[start]

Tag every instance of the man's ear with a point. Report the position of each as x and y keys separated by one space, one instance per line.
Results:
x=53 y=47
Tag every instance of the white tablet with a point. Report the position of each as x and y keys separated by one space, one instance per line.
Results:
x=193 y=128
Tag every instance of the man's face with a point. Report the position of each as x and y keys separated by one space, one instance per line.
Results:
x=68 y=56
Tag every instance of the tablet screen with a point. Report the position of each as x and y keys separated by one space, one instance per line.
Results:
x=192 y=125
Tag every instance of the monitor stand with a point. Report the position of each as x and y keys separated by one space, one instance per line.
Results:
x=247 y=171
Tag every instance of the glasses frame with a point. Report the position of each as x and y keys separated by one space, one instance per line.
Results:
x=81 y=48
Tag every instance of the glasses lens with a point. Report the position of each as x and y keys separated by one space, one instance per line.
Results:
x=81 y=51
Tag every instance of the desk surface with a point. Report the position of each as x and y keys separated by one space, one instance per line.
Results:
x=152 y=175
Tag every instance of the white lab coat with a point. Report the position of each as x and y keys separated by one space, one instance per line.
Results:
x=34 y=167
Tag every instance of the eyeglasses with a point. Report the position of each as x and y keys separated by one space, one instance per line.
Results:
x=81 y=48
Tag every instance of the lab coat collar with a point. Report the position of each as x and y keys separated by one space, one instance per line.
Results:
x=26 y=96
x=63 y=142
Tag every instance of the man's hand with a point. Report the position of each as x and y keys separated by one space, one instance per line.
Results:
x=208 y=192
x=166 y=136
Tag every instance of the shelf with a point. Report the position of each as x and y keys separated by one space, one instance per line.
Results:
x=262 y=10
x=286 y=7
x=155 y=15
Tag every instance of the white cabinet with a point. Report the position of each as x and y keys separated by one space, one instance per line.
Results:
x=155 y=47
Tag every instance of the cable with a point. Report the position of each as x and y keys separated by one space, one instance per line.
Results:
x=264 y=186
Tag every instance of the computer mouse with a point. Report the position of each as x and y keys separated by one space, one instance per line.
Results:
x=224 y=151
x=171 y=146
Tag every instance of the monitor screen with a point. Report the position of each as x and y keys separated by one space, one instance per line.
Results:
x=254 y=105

[end]

- [What is asked] Rewrite all of the material above with "Tag" swapped for "Mark" everywhere it occurs, leaving every other word unchanged.

- [Worked solution]
Mark every instance of the man's ear with a point. Report the position of each as x and y keys separated by one space, one instance per line.
Results:
x=53 y=47
Mark every instance of the white tablet with a point. Report the position of each as x and y keys separated by one space, one instance per line.
Results:
x=193 y=128
Mark every instance of the man's face with a point. Report the position of each as x and y keys separated by one space, one instance per line.
Results:
x=68 y=56
Mark every instance of the tablet screen with a point. Report the position of each as x and y keys separated by one space, one instance per line.
Results:
x=192 y=125
Mark every instance of the monitor stand with a point. Report the position of each as x and y keys separated by one space, one instance per line.
Results:
x=247 y=171
Mark every instance of the glasses frame with a point. Report the position of each as x and y keys separated by one space, one instance per line.
Results:
x=81 y=48
Mark every instance of the glasses lens with a point. Report the position of each as x and y keys separated by one space, one instance per line.
Results:
x=81 y=51
Mark every instance of the desk surface with a point. Report the position of each as x and y keys separated by one space, one instance per line.
Results:
x=152 y=175
Mark every instance of the white lab coat with a point. Report the position of each as x and y keys separated by one space, one instance per line.
Results:
x=34 y=167
Mark every instance of the eyeglasses with a point. Report the position of each as x and y keys separated by one space, one instance per line.
Results:
x=81 y=48
Mark every instance of the lab coat collar with a point. Report the position of each as x and y keys separated by one space, one instance per line.
Results:
x=26 y=96
x=63 y=142
Mark every instance of the man's hand with a point. Report the position of each as x and y keys separated by one space, one instance per line.
Results:
x=208 y=192
x=166 y=136
Mark every instance of the shelf with a point. Report the position of each as x and y keys separated by one space, one instance per line.
Results:
x=262 y=10
x=286 y=7
x=155 y=15
Mark every instance of the white cabinet with a point. Report the position of each as x and y keys separated by one space, one instance per line.
Results:
x=155 y=47
Mark every instance of the cable with a point. Report the position of each as x and y keys separated by one space, one instance per line.
Results:
x=264 y=186
Mark every instance of the computer mouse with a point. Report the position of each as x and y keys separated by one space, one instance per line.
Results:
x=224 y=151
x=171 y=146
Mark every instance of the monitor screen with a point. Report the position of each as x and y keys separated by one space, one instance per line.
Results:
x=254 y=105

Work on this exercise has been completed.